Natural-language object grounding data:
[Start of Attachment]
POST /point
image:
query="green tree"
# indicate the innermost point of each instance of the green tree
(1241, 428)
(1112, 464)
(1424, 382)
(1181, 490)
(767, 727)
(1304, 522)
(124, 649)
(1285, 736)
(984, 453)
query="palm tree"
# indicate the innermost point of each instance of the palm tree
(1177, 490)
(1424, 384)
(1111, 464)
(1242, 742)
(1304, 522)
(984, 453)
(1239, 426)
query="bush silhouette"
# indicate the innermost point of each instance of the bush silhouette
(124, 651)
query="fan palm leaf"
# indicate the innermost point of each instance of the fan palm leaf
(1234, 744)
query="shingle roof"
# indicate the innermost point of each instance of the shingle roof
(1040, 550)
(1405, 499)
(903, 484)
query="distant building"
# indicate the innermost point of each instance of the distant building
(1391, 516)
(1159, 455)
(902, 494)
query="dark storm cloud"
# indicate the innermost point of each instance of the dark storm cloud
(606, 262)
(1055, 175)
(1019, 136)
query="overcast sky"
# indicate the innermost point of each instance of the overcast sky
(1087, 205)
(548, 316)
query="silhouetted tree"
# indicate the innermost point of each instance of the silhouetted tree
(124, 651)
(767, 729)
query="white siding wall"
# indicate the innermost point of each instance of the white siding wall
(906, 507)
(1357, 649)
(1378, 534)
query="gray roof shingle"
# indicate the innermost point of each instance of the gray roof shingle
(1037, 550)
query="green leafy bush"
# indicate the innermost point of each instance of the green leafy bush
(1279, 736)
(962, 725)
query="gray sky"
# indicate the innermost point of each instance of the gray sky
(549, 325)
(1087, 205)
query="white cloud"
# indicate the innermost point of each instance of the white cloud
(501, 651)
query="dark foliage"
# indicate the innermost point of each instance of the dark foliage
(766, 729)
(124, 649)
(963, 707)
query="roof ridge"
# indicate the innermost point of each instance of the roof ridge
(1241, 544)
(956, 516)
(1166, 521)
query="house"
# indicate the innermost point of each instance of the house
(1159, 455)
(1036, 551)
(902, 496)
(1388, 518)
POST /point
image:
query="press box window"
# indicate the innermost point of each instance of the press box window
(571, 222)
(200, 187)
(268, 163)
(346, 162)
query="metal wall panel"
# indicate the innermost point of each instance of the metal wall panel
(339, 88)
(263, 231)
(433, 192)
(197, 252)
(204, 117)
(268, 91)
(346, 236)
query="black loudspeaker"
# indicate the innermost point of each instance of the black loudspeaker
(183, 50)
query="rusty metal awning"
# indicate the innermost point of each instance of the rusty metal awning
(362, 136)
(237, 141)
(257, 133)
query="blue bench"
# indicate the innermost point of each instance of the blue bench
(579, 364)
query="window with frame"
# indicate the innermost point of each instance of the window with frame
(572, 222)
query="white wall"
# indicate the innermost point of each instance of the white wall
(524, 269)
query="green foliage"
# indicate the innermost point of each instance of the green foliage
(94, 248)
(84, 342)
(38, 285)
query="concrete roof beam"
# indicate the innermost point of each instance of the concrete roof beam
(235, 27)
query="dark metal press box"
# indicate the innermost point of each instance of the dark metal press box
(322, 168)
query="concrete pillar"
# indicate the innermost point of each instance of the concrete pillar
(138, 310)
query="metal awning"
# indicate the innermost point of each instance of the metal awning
[End of Attachment]
▶ _Exercise instructions_
The answer should be an exact copy of the data.

▶ _Solution for this task_
POST /point
image:
query="green tree"
# indicate the innermost point of each instance of the green tree
(1241, 428)
(1112, 464)
(1424, 382)
(1181, 490)
(767, 727)
(1304, 522)
(124, 649)
(1285, 736)
(984, 453)
query="palm tree"
# indicate the innermost point of each instance of the palm tree
(1177, 490)
(1424, 384)
(1111, 464)
(1242, 742)
(1304, 522)
(984, 453)
(1239, 426)
query="bush silhouette"
# indicate the innermost point of each instance of the bush silhouette
(124, 651)
query="fan palm leaf"
# indicate the innermost point of each instance of the fan palm leaf
(1234, 744)
query="shingle roof"
# indicate the innermost point of each instance of the shingle roof
(1040, 550)
(1405, 499)
(903, 484)
query="distant building"
# indicate the innermost point of each instance of the distant building
(1391, 516)
(1159, 455)
(902, 494)
query="dark storm cloud"
# indicate the innermost point of each instance of the dark storm cloud
(606, 262)
(1055, 175)
(1019, 136)
query="overcast sky"
# indicate the innermost point of each instance of the overcast sky
(1087, 205)
(548, 316)
query="silhouetted tree"
# indicate the innermost point of each instance of the silhouetted tree
(124, 651)
(767, 729)
query="white siding wall"
# indicate the innermost point of each instance of the white siding wall
(906, 507)
(1357, 649)
(1378, 534)
query="gray roof shingle"
# indicate the innermost point of each instance of the gray roof shingle
(1037, 550)
query="green leafy bush"
# indicate the innermost point of each instance of the green leafy bush
(1279, 736)
(962, 725)
query="gray sky"
# indicate the innermost point of each instance of the gray sky
(549, 325)
(1087, 205)
query="white cloud"
# indicate the innermost point of each instance of the white cloud
(501, 651)
query="dark foliage"
# indicate the innermost point of each instance of the dark foliage
(766, 729)
(124, 649)
(963, 707)
query="roof ridge"
# indicate the innermost point of each instance of the roof ridge
(1241, 544)
(956, 516)
(1166, 521)
query="house"
# indicate the innermost point of each instance of the house
(1159, 455)
(1036, 551)
(902, 496)
(1388, 518)
POST /point
image:
query="press box window"
# indicate the innermost point of each instance of the press box window
(571, 222)
(200, 187)
(268, 163)
(346, 162)
query="metal wall panel"
# indicate the innermost point of each instance of the metal wall panel
(339, 88)
(263, 231)
(433, 192)
(197, 252)
(204, 117)
(268, 91)
(346, 236)
query="black loudspeaker"
# indicate the innermost point of each instance of the black loudspeaker
(183, 50)
query="rusty metal awning"
# indicate the innermost point of each instance of the rusty metal awning
(362, 136)
(237, 141)
(257, 133)
query="blue bench"
# indicate the innermost point of each instance of the blue bench
(579, 364)
query="window with frame"
# indicate the innermost point of each instance of the window with frame
(572, 222)
query="white wall"
# indicate the innermost point of each instance of the white wall
(524, 269)
query="green foliage"
# indicate the innermost point of each instance of the green foliage
(94, 248)
(84, 342)
(38, 285)
query="concrete roof beam"
# indicate the innermost point of each instance of the concrete roof beam
(235, 27)
query="dark metal press box"
# indicate the innermost point of each instance of the dark metal press box
(322, 168)
query="concrete pillar"
# indicate the innermost point of each instance of the concrete pillar
(138, 310)
query="metal awning"
# indicate the innermost point of each instance of the metal awning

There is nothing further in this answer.